# Warcraft - official movie trailer released



## Amadren (Nov 6, 2015)

Oh... My... Fucking... God... I just can't wait


----------



## linkinworm (Nov 6, 2015)

Acting is bad, CGI looks crap, story is cliche, will be a terrible game based movie as always


----------



## Veho (Nov 6, 2015)

Orcs are orky, but the humans aren't humany enough. NEEDS MOAR PAULDRONS 

Anywhoo, this looks like a 100-minute game cutscene... AND THAT IS FUCKING AWESOME. I love Blizzard's cutscenes.


----------



## Pedeadstrian (Nov 6, 2015)

linkinworm said:


> Acting is bad, CGI looks crap, story is cliche, will be a terrible game based movie as always


You don't sound biased at all.



Veho said:


> Orcs are orky, but the humans aren't humany enough. NEEDS MOAR PAULDRONS
> 
> Anywhoo, this looks like a 100-minute game cutscene... AND THAT IS FUCKING AWESOME. I love Blizzard's cutscenes.


But their cutscenes are mostly lore, and rarely do they involve combat, especially warfare combat. I just hope they put more time into the actual story and that the movie does (and is received) well. I'd love to see more Blizzard movies. Maybe a Diablo one? That'd be neat.


----------



## Subtle Demise (Nov 7, 2015)

I saw this on my xbox and the first thing that popped into my head was "why!?"


----------



## KingBlank (Nov 7, 2015)

• • • • • • •

• [STATED PROBLEM 1]
Answer these questions about the Warcraft trailer thread, one line each:
(a) According to Veho, the trailer looks like a game cutscene of what length?
(b) Which other Blizzard title does Pedeadstrian suggest for a movie?
(c) On what device did Subtle Demise see the trailer?
• [STATED PROBLEM 2] Return the part of the Warcraft trailer thread starting with "# Warcraft - official" and going on through "linkinworm (Nov 6, 2015)", copied exactly.
• [STATED PROBLEM 3] Name every username that heads a post in the Warcraft trailer thread.

• [STORED DATA]
• • • • • • •

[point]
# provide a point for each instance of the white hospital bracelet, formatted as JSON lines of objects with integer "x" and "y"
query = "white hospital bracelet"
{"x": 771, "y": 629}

• • • • • • •

• [EXERCISE ANSWER 1]
(a) 100 minutes
(b) Diablo
(c) An xbox

• [EXERCISE ANSWER 2]
# Warcraft - official movie trailer released



## Amadren (Nov 6, 2015)

Oh... My... Fucking... God... I just can't wait


----------



## linkinworm (Nov 6, 2015)

• [EXERCISE ANSWER 3]
Amadren
linkinworm
Veho
Pedeadstrian
Subtle Demise
KingBlank